- What is expected
Reproduce the data character for character, from the line containing "[segment] gray rock" through the end of the data.

- Region labeling data

+++

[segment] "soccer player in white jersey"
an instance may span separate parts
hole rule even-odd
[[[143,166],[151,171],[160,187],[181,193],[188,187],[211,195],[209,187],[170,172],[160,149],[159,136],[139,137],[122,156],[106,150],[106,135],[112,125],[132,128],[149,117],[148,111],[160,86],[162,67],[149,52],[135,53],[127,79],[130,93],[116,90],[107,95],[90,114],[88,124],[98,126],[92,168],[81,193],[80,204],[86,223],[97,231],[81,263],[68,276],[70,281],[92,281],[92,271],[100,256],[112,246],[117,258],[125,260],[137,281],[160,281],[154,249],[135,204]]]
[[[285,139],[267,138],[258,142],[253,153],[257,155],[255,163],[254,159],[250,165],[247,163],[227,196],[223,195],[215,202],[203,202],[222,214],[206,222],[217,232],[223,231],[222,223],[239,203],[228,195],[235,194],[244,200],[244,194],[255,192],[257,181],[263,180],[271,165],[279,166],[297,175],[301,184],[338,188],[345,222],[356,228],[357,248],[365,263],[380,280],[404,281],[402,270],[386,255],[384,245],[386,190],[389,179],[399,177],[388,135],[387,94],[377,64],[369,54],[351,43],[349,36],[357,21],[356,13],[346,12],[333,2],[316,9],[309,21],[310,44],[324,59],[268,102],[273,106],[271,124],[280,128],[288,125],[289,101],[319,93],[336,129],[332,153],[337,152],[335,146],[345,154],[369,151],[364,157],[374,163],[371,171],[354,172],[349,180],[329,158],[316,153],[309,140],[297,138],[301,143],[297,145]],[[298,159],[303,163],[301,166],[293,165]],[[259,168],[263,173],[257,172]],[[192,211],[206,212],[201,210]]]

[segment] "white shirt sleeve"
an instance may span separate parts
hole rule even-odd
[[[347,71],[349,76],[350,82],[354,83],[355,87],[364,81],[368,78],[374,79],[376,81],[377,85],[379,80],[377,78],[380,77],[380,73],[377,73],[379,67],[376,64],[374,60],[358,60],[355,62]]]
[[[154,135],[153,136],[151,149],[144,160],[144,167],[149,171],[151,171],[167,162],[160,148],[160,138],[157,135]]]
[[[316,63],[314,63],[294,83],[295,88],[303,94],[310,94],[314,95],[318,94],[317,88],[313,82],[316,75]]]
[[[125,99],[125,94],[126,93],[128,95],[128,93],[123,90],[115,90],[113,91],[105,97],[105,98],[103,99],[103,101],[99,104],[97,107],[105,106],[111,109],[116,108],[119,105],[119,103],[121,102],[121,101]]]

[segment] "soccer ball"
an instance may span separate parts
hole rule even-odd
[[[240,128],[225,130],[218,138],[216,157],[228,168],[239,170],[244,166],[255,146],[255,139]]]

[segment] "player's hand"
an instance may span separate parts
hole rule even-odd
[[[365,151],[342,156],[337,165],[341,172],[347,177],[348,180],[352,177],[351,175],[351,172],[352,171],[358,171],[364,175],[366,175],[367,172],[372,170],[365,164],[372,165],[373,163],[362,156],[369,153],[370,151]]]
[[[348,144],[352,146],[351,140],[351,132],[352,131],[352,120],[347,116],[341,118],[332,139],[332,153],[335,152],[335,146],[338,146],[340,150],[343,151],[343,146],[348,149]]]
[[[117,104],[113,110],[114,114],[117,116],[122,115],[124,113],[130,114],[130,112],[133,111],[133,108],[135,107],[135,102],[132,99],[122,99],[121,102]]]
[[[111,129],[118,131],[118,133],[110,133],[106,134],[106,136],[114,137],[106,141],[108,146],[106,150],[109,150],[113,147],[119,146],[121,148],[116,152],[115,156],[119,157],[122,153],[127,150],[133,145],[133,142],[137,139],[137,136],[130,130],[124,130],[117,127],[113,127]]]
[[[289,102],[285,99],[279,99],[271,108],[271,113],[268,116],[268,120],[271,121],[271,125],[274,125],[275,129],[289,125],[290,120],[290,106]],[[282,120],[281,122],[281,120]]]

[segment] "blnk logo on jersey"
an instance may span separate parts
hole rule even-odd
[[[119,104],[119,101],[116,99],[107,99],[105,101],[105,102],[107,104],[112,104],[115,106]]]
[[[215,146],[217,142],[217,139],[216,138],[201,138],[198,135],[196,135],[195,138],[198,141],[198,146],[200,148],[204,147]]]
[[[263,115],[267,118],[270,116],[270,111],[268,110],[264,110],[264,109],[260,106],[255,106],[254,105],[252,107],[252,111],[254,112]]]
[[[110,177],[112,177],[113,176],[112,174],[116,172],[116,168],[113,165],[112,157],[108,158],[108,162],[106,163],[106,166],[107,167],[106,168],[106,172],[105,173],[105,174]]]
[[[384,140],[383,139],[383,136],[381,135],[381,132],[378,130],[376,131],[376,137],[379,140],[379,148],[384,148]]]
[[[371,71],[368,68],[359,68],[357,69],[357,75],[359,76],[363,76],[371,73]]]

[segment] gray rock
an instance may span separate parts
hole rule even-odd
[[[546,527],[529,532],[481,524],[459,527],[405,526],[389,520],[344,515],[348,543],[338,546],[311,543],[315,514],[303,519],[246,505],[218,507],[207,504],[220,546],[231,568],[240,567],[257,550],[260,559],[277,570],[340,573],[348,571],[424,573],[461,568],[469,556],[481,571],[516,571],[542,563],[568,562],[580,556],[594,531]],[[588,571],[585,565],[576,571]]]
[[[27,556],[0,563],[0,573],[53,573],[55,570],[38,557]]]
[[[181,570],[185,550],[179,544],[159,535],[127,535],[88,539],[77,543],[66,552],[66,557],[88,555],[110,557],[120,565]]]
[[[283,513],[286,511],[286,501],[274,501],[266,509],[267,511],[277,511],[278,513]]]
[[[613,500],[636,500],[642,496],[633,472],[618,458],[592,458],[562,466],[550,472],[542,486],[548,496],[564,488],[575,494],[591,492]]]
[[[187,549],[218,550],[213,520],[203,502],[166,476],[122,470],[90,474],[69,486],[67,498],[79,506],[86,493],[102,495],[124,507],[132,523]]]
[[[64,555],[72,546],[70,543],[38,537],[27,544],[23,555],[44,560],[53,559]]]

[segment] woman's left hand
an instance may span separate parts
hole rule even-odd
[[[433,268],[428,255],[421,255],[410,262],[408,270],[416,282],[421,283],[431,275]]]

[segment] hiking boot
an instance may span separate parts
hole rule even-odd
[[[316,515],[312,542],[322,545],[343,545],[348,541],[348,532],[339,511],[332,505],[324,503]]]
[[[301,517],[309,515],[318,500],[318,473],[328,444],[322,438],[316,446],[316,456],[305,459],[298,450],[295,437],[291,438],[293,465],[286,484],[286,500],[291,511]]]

+++

- Solution to this exercise
[segment] gray rock
an instance may span separate parts
hole rule even-odd
[[[546,527],[529,532],[481,524],[459,527],[405,526],[389,520],[344,515],[348,543],[338,546],[311,543],[315,514],[303,519],[246,505],[218,507],[207,504],[220,546],[231,568],[240,567],[257,550],[260,559],[277,570],[340,573],[348,571],[424,573],[461,568],[469,556],[481,571],[516,571],[542,563],[568,562],[580,556],[594,531]],[[588,571],[585,565],[576,571]]]
[[[27,556],[0,563],[0,573],[53,573],[55,570],[38,557]]]
[[[181,570],[185,550],[179,544],[159,535],[127,535],[88,539],[77,543],[66,552],[66,557],[88,555],[110,557],[120,565]]]
[[[283,513],[286,511],[286,501],[274,501],[266,509],[267,511],[277,511],[278,513]]]
[[[613,500],[636,500],[642,496],[633,472],[618,458],[592,458],[562,466],[550,472],[542,486],[548,496],[564,488],[575,494],[591,492]]]
[[[187,549],[218,550],[213,520],[203,502],[166,476],[122,470],[90,474],[69,486],[67,498],[79,506],[86,493],[102,495],[124,507],[132,523]]]
[[[64,555],[72,546],[70,543],[38,537],[27,544],[23,555],[44,560],[53,559]]]

[segment] woman's left hand
an instance may span separate parts
hole rule even-odd
[[[433,268],[428,255],[421,255],[410,262],[408,270],[416,282],[421,283],[431,275]]]

[segment] hiking boot
an instance may span separate parts
hole rule even-odd
[[[316,515],[312,542],[322,545],[343,545],[348,541],[348,532],[339,511],[332,505],[324,503]]]
[[[301,517],[309,515],[318,500],[318,473],[328,444],[322,438],[316,446],[316,456],[305,459],[298,450],[295,437],[291,438],[293,465],[286,484],[286,500],[291,511]]]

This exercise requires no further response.